Task prompt: Transcribe the entries below exactly.

Recorded information:
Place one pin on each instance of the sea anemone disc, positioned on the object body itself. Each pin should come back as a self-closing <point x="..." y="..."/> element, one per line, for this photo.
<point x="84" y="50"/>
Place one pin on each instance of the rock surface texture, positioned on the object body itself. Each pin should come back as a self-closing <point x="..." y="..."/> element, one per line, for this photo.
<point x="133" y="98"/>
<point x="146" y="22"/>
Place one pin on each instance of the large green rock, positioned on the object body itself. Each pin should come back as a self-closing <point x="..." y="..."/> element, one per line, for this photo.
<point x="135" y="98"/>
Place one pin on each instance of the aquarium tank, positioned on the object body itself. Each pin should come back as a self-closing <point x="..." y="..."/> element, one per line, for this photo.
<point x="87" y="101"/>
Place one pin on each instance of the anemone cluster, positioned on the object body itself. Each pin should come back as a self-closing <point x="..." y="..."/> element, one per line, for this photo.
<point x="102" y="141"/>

Result below:
Place one pin on each instance of the sea anemone disc, positioned on the object body itself. Each pin should come back as a self-closing <point x="..." y="..."/> element, one per line, for this photo.
<point x="84" y="50"/>
Place one pin on each instance of the rock surface texture, positioned on the object body itself. Each pin should come back as a self-closing <point x="..." y="..."/> element, one per line, for this photo.
<point x="133" y="98"/>
<point x="146" y="22"/>
Place one pin on each instance of the large green rock, positioned on the object body itself. Each pin should come back as a self-closing <point x="..." y="..."/> element, one per line, for this photo.
<point x="135" y="98"/>
Place one pin on each instance of the aquarium tank, positioned on the object body itself. Each pin should come back as a self-closing <point x="..." y="..."/> element, one per line, for this photo.
<point x="87" y="101"/>
Place one pin on each instance of the anemone cluster, positioned on the object body itself. Each pin should come back as a self-closing <point x="..." y="..."/> element, one per line, for this photo.
<point x="102" y="141"/>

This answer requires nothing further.